EXCERPT |
BEGIN

There are three categories to consider when determining the degree of control and independence an individual has:

  1. Behavioral: Does the company control or have the right to control what the worker does and how the worker does his or her job?
  2. Financial: Are the business aspects of the worker’s job controlled by the company? (These include how the worker is paid, whether expenses are reimbursed, who provides tools/supplies, etc.)
  3. Type of Relationship: Are there written contracts or employee-type benefits, i.e., pension plan, insurance, vacation pay, etc.? Will the relationship continue and is the work performed a key aspect of the business?

If the person is an independent contractor, they likely:

  • Set their own schedule.
  • Use their own personal method for finishing assignments.
  • Accept tasks on a case-by-case basis — and can turn down tasks.
  • Supply their own materials.

If the person is an employee, they likely:

  • Have assigned hours or a set schedule.
  • Get trained by your practice in a certain method.
  • Complete any and all work assigned by you.
  • Are provided the tools and materials necessary to finish their work.

END

PROBLEMS TO SOLVE |
[1] Decide whether each statement below agrees with the excerpt on classifying workers, answering yes or no and quoting the words of the excerpt that settle it: (a) An independent contractor likely supplies their own materials. (b) Four categories are considered when determining a worker's degree of control and independence. (c) An employee is likely free to turn down tasks.
[2] Carry the excerpt on classifying workers forward from the point where it stops.

DATA SECTION |
BEGIN

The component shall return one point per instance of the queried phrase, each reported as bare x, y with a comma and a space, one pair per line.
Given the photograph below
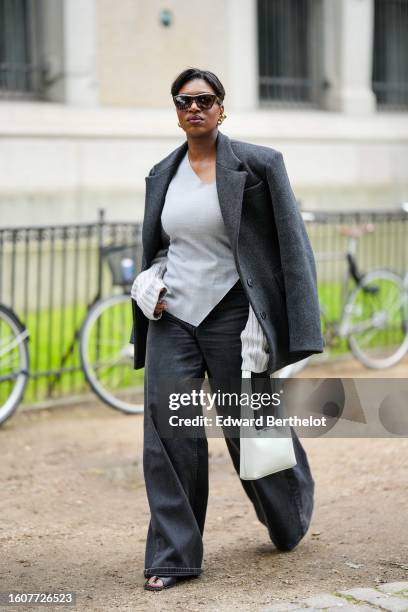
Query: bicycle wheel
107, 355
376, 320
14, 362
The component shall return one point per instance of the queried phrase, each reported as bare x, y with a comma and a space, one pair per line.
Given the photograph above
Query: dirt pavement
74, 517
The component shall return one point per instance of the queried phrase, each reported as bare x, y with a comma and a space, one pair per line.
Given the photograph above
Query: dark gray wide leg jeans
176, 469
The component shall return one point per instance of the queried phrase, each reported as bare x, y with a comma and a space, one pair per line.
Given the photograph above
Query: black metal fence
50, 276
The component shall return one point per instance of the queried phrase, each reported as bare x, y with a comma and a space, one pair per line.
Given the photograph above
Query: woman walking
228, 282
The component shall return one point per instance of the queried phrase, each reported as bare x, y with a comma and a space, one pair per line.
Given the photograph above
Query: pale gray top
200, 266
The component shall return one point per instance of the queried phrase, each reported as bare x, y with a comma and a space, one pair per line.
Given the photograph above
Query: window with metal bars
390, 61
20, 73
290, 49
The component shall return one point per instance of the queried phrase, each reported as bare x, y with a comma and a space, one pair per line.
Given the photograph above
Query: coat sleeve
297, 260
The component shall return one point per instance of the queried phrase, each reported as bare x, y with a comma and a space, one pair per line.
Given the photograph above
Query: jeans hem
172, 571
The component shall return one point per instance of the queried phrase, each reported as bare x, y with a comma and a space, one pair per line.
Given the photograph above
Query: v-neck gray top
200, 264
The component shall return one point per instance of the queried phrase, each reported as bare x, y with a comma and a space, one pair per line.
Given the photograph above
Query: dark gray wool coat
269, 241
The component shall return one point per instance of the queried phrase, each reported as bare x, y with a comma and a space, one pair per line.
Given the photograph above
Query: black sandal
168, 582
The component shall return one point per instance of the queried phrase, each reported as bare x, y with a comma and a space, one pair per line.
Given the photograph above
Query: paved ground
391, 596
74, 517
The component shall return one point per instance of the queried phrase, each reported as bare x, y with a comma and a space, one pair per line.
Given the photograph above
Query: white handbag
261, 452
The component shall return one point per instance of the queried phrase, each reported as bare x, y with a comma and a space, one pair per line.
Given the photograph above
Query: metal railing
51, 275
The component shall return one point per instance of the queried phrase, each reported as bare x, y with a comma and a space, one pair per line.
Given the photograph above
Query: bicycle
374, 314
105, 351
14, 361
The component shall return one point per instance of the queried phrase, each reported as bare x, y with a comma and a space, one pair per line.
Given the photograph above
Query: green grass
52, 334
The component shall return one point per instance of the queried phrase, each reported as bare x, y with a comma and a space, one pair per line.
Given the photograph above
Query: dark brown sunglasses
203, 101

END

EXERCISE RESULTS |
[1]
(a) Yes: "Supply their own materials."
(b) No: "There are three categories to consider when determining the degree of control and independence an individual has"
(c) No: "Complete any and all work assigned by you."

[2]
You must weigh all these factors when determining whether a worker is an employee or an independent contractor. Some factors may indicate that the worker is an employee, while other factors indicate that the worker is an independent contractor. There is no “magic” or set number of factors that “makes” the worker an employee or an independent contractor, and no one factor stands alone in making this determination. Also, factors which are relevant in one situation may not be relevant in another.

The keys are to look at the entire relationship, consider the degree or extent of the right to direct and control, and finally, to document each of the factors used in coming up with the determination.

When it comes to who should be classified as an employee and who should be considered an independent contractor, the key word is “control.” In other words, “it’s all about who controls the work being done.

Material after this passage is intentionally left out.